■ **Cuplikan Dokumen**
Deretan tersebut bakal bertambah padat jika Cile kembali mentas di Piala Dunia 2018 serta Copa America 2019 mendatang. Praktis, Alexis dan kawan-kawan hanya bisa santai di musim panas 2012 dan 2013 yang lalu karena tak ada kejuaraan antarnegara yang diikuti.
Di ajang Piala Konfederasi 2017 sendiri, bursa taruhan menempatkan Cile sebagai tim ketiga yang punya kans terbesar menjadi kampiun. Mereka berada di bawah dua tim asal Eropa yang jadi favorit utama, Jerman dan Portugal. Meski begitu, memandang remeh La Roja adalah kebodohan yang tak bisa ditolerir.
Kampanye Cile di Piala Konfederasi 2017 juga berlangsung ciamik setelah pada laga pembuka dini hari kemarin (19/6), mereka sukses mengalahkan utusan Afrika, Kamerun, dengan kedudukan akhir 2-0.

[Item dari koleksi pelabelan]

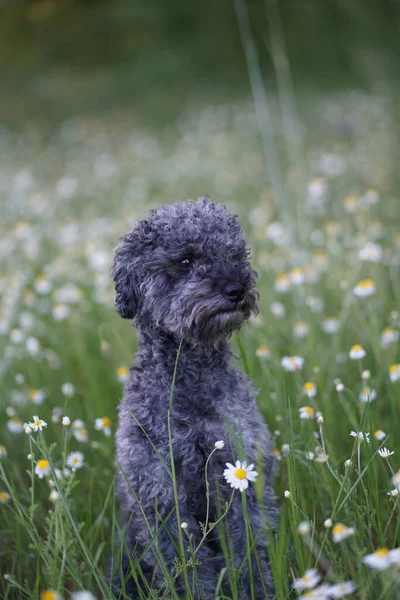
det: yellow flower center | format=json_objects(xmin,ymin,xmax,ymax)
[
  {"xmin": 235, "ymin": 469, "xmax": 246, "ymax": 479},
  {"xmin": 358, "ymin": 279, "xmax": 375, "ymax": 289},
  {"xmin": 40, "ymin": 590, "xmax": 57, "ymax": 600},
  {"xmin": 332, "ymin": 523, "xmax": 347, "ymax": 535},
  {"xmin": 37, "ymin": 458, "xmax": 49, "ymax": 470}
]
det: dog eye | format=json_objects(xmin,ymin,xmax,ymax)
[{"xmin": 179, "ymin": 256, "xmax": 193, "ymax": 269}]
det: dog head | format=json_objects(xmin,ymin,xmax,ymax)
[{"xmin": 112, "ymin": 197, "xmax": 259, "ymax": 342}]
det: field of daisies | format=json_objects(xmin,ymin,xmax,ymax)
[{"xmin": 0, "ymin": 7, "xmax": 400, "ymax": 600}]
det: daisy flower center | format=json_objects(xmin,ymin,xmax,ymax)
[
  {"xmin": 38, "ymin": 458, "xmax": 49, "ymax": 469},
  {"xmin": 235, "ymin": 469, "xmax": 246, "ymax": 479}
]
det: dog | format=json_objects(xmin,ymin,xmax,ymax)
[{"xmin": 112, "ymin": 197, "xmax": 278, "ymax": 600}]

■ **Tugas yang Diminta**
1. Salin persis bagian dari teks tentang kiprah Cile, dimulai dari kata-kata yang memuat "Deretan tersebut bakal" dan berhenti setelah "kedudukan akhir 2-0.".
2. Teruskan teks tentang kiprah Cile mulai dari titik terakhirnya.

■ **Jawaban Tiap Tugas**
1.
Deretan tersebut bakal bertambah padat jika Cile kembali mentas di Piala Dunia 2018 serta Copa America 2019 mendatang. Praktis, Alexis dan kawan-kawan hanya bisa santai di musim panas 2012 dan 2013 yang lalu karena tak ada kejuaraan antarnegara yang diikuti.
Di ajang Piala Konfederasi 2017 sendiri, bursa taruhan menempatkan Cile sebagai tim ketiga yang punya kans terbesar menjadi kampiun. Mereka berada di bawah dua tim asal Eropa yang jadi favorit utama, Jerman dan Portugal. Meski begitu, memandang remeh La Roja adalah kebodohan yang tak bisa ditolerir.
Kampanye Cile di Piala Konfederasi 2017 juga berlangsung ciamik setelah pada laga pembuka dini hari kemarin (19/6), mereka sukses mengalahkan utusan Afrika, Kamerun, dengan kedudukan akhir 2-0.

2.
Menyebut kemenangan tersebut sebagai pertanda bahwa Cile bakal mengejutkan di Piala Konfederasi 2017 mungkin terdengar prematur. Tapi setidaknya, kenyataan tersebut membuktikan apa yang saya ungkapkan di bagian awal artikel jika Cile bukan lagi cameo di “film” sepak bola, baik di kawasan Amerika Latin maupun dunia. Pizzi bersama generasi emas yang mereka miliki saat ini, berpotensi menghadirkan prestasi-prestasi hebat lainnya.
Author: Budi Windekind (@Windekind_Budi)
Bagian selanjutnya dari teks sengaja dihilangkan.